- _Short task_
Reproduce every line of the records from the line containing "Target: half-timbered house" through the line containing "x=142, y=187". Raise each x and y coordinate listed under "Points:" by 47, leave all other lines unchanged, and omit the pictures.
┄┄┄┄┄┄
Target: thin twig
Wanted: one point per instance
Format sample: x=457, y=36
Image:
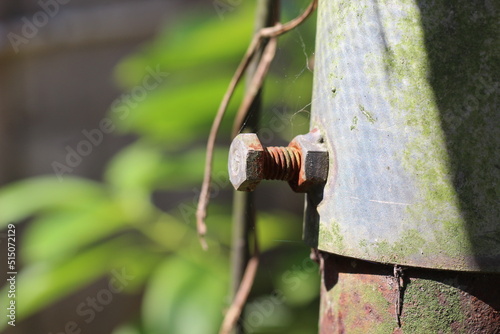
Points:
x=256, y=83
x=278, y=29
x=234, y=311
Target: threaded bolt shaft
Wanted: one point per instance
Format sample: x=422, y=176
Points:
x=281, y=163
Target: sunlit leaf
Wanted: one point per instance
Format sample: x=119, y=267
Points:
x=22, y=199
x=184, y=297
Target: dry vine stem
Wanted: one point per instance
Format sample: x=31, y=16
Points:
x=256, y=83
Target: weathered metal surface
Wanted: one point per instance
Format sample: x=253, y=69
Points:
x=406, y=93
x=360, y=297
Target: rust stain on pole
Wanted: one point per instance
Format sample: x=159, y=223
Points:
x=359, y=297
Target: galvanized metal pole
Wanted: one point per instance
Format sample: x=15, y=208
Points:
x=406, y=96
x=243, y=203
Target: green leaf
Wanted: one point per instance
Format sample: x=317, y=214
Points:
x=45, y=282
x=184, y=297
x=22, y=199
x=63, y=233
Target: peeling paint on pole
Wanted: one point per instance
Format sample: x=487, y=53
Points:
x=406, y=93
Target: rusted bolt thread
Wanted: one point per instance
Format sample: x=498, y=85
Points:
x=281, y=163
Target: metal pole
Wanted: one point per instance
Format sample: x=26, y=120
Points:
x=406, y=97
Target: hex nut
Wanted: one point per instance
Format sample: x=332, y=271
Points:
x=245, y=164
x=314, y=161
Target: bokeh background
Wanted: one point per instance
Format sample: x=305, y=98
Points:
x=105, y=108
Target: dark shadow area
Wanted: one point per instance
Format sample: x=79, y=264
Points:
x=311, y=215
x=462, y=43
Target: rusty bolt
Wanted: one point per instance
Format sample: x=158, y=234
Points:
x=303, y=163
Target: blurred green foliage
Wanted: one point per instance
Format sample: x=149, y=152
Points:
x=80, y=230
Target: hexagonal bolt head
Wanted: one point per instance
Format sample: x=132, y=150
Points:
x=246, y=162
x=314, y=161
x=250, y=162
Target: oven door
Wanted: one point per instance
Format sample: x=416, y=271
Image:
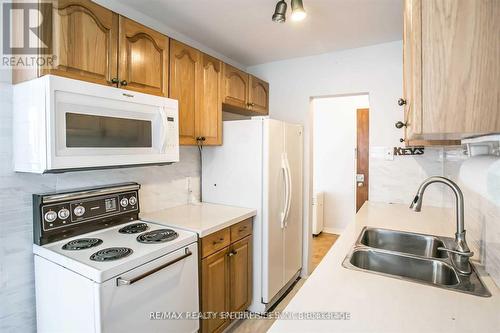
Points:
x=142, y=299
x=91, y=131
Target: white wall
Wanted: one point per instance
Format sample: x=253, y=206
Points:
x=334, y=141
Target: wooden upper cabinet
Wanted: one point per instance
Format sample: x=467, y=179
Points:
x=244, y=93
x=84, y=42
x=144, y=62
x=184, y=87
x=241, y=274
x=195, y=81
x=258, y=95
x=235, y=90
x=451, y=67
x=209, y=120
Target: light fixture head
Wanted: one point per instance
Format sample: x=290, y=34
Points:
x=280, y=12
x=298, y=12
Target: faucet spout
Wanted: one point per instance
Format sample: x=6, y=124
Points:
x=461, y=252
x=416, y=204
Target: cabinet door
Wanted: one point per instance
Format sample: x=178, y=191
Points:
x=235, y=87
x=143, y=58
x=184, y=87
x=241, y=274
x=85, y=40
x=258, y=95
x=209, y=117
x=412, y=75
x=215, y=289
x=460, y=67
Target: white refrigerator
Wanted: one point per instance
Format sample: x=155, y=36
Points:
x=260, y=166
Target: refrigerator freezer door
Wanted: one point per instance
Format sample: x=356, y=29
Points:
x=273, y=205
x=293, y=223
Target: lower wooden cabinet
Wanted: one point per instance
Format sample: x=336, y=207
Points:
x=214, y=289
x=226, y=274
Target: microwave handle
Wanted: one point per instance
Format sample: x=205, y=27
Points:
x=164, y=130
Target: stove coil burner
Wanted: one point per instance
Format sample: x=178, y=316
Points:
x=82, y=244
x=134, y=228
x=111, y=253
x=157, y=236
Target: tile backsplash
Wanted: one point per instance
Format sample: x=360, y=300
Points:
x=479, y=179
x=162, y=187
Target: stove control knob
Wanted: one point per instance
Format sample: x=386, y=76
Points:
x=124, y=202
x=63, y=214
x=79, y=210
x=50, y=216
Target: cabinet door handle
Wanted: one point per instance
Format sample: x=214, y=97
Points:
x=218, y=241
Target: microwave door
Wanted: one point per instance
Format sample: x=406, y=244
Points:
x=93, y=131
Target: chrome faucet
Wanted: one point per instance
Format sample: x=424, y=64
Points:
x=460, y=254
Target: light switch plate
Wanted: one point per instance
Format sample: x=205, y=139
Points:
x=389, y=154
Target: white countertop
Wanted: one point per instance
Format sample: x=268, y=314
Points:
x=202, y=218
x=382, y=304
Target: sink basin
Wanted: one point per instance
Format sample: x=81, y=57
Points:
x=412, y=257
x=405, y=242
x=429, y=271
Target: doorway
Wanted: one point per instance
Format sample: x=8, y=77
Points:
x=340, y=148
x=362, y=156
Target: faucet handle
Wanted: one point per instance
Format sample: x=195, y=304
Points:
x=460, y=253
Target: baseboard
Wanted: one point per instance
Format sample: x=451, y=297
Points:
x=336, y=231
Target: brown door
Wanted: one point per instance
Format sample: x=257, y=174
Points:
x=85, y=41
x=362, y=158
x=235, y=87
x=209, y=117
x=258, y=95
x=184, y=86
x=143, y=58
x=241, y=274
x=215, y=289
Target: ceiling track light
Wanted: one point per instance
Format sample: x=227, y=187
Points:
x=280, y=12
x=298, y=12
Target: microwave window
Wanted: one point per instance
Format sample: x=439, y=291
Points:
x=89, y=131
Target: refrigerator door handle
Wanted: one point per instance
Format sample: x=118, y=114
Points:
x=285, y=182
x=289, y=200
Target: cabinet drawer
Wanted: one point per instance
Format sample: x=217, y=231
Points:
x=214, y=242
x=241, y=229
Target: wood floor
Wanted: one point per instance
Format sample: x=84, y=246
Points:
x=320, y=246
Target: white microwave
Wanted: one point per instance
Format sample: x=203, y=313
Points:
x=62, y=124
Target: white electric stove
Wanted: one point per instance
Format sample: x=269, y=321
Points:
x=98, y=268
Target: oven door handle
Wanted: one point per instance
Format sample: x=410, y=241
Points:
x=125, y=282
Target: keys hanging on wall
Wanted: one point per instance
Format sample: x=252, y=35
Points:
x=400, y=151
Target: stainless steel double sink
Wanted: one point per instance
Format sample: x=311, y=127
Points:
x=413, y=257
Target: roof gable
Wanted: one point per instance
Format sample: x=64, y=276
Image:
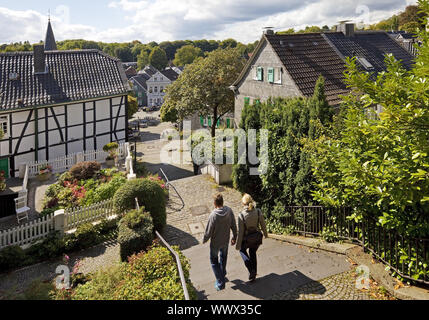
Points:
x=308, y=56
x=72, y=76
x=373, y=46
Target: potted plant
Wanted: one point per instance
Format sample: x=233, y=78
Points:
x=111, y=148
x=2, y=181
x=45, y=173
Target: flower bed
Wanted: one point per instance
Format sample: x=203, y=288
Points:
x=150, y=275
x=83, y=185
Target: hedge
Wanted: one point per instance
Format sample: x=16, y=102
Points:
x=149, y=194
x=135, y=233
x=150, y=275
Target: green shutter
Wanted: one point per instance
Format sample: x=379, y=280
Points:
x=271, y=75
x=260, y=74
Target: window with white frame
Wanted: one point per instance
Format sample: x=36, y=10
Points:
x=4, y=125
x=278, y=75
x=255, y=73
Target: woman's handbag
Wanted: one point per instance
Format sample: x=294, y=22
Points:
x=253, y=238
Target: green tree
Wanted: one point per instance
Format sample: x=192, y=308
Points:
x=228, y=43
x=203, y=87
x=124, y=53
x=142, y=60
x=186, y=55
x=158, y=58
x=410, y=27
x=378, y=163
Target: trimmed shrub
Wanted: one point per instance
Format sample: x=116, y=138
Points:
x=85, y=170
x=150, y=195
x=135, y=233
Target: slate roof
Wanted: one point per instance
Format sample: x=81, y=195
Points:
x=149, y=70
x=72, y=76
x=170, y=74
x=371, y=45
x=130, y=72
x=306, y=57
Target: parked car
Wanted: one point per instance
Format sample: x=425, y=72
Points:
x=143, y=123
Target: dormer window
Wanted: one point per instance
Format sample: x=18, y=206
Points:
x=365, y=63
x=259, y=74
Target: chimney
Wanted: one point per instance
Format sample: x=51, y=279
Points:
x=269, y=30
x=39, y=59
x=347, y=28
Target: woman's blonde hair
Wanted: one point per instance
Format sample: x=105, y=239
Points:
x=248, y=201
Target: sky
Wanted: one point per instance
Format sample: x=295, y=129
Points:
x=161, y=20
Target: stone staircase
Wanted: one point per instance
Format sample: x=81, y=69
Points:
x=282, y=267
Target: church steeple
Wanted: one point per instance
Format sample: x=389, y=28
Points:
x=50, y=43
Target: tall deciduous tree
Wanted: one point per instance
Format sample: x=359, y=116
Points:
x=158, y=58
x=142, y=60
x=378, y=164
x=186, y=55
x=203, y=87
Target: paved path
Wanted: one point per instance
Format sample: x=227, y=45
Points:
x=150, y=145
x=282, y=267
x=286, y=271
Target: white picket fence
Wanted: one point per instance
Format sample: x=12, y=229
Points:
x=64, y=163
x=81, y=215
x=27, y=233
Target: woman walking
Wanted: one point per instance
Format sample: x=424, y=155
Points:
x=250, y=224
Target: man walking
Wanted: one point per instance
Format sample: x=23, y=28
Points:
x=221, y=221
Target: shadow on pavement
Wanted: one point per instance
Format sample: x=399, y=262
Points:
x=177, y=237
x=172, y=172
x=266, y=287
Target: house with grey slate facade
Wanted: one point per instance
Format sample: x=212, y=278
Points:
x=289, y=65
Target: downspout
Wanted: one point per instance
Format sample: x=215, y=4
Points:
x=36, y=134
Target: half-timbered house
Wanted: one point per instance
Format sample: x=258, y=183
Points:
x=54, y=103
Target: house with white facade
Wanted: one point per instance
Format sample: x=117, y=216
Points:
x=54, y=103
x=157, y=84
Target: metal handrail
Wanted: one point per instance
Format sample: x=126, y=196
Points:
x=169, y=184
x=179, y=265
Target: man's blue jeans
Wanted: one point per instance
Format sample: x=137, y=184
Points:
x=218, y=259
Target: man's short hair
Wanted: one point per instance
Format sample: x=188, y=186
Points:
x=218, y=200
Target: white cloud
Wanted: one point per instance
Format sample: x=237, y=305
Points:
x=159, y=20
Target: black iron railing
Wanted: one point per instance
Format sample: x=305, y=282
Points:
x=406, y=256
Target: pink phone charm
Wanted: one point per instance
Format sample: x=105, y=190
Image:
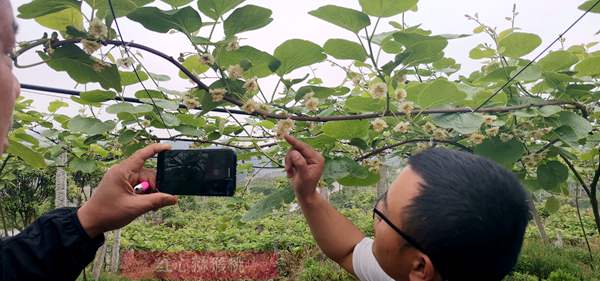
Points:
x=142, y=187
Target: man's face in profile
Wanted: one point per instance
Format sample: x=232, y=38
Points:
x=9, y=86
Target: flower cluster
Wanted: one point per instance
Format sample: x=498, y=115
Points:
x=126, y=62
x=402, y=127
x=429, y=127
x=217, y=94
x=378, y=90
x=90, y=46
x=235, y=71
x=489, y=119
x=284, y=127
x=312, y=104
x=250, y=106
x=251, y=85
x=98, y=29
x=207, y=59
x=407, y=107
x=477, y=138
x=233, y=45
x=374, y=165
x=191, y=102
x=379, y=125
x=493, y=131
x=504, y=137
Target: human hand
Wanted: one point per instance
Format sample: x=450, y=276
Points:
x=304, y=167
x=114, y=203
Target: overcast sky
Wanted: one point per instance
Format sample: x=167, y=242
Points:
x=546, y=18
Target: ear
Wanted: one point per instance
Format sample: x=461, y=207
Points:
x=422, y=269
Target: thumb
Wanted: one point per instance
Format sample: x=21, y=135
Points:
x=155, y=201
x=298, y=162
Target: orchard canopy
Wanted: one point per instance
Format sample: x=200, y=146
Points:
x=401, y=93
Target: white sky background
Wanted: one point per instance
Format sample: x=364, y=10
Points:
x=546, y=18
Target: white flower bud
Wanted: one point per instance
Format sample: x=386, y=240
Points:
x=379, y=90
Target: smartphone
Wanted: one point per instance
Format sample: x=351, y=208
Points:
x=203, y=172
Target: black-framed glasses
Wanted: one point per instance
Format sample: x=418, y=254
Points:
x=411, y=241
x=408, y=238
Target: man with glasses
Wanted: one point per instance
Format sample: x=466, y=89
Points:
x=61, y=243
x=449, y=215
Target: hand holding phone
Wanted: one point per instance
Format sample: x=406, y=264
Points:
x=204, y=172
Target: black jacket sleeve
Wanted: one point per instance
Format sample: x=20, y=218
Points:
x=54, y=247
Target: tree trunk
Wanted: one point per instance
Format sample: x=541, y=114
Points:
x=115, y=252
x=4, y=225
x=538, y=220
x=596, y=211
x=99, y=262
x=324, y=191
x=60, y=196
x=382, y=185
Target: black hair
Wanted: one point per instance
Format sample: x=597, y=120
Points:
x=469, y=216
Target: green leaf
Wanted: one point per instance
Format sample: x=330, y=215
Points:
x=90, y=126
x=558, y=60
x=170, y=120
x=345, y=50
x=296, y=53
x=464, y=123
x=589, y=4
x=343, y=17
x=129, y=78
x=505, y=153
x=438, y=93
x=386, y=8
x=321, y=142
x=272, y=202
x=31, y=157
x=549, y=110
x=38, y=8
x=481, y=51
x=147, y=94
x=420, y=48
x=259, y=60
x=214, y=9
x=249, y=17
x=320, y=92
x=519, y=44
x=61, y=20
x=121, y=7
x=162, y=103
x=337, y=168
x=193, y=64
x=129, y=108
x=364, y=104
x=56, y=105
x=82, y=68
x=177, y=3
x=567, y=135
x=97, y=96
x=353, y=180
x=589, y=67
x=552, y=205
x=580, y=125
x=347, y=129
x=186, y=19
x=83, y=165
x=551, y=174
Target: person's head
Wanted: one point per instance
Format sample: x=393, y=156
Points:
x=466, y=214
x=9, y=86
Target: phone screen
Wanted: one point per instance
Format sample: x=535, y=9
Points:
x=204, y=172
┄┄┄┄┄┄
- _Answer_
Target: half-timbered house
Wanted: one point per instance
Format sample: x=258, y=183
Points:
x=101, y=150
Target: house with white facade
Wanted: one point per instance
Format sample: x=117, y=216
Points:
x=101, y=150
x=204, y=131
Target: metal handrail
Wanted: one point per instance
Format sample: x=126, y=196
Points:
x=216, y=231
x=226, y=312
Target: man's blue jeans
Wanted: one point per instance
Format sample: x=137, y=184
Points:
x=265, y=306
Target: man's short hair
Wanted: one point per instance
Format sample: x=188, y=186
Points:
x=265, y=247
Target: white cloud
Wanted: one point per instance
Format sample: x=237, y=305
Points:
x=206, y=67
Target: black iron railing
Wanted: one point per instance
Format sample: x=305, y=282
Points:
x=453, y=303
Target: pink phone charm
Wanted: one point per instance
Format sample: x=105, y=190
Image:
Points:
x=189, y=234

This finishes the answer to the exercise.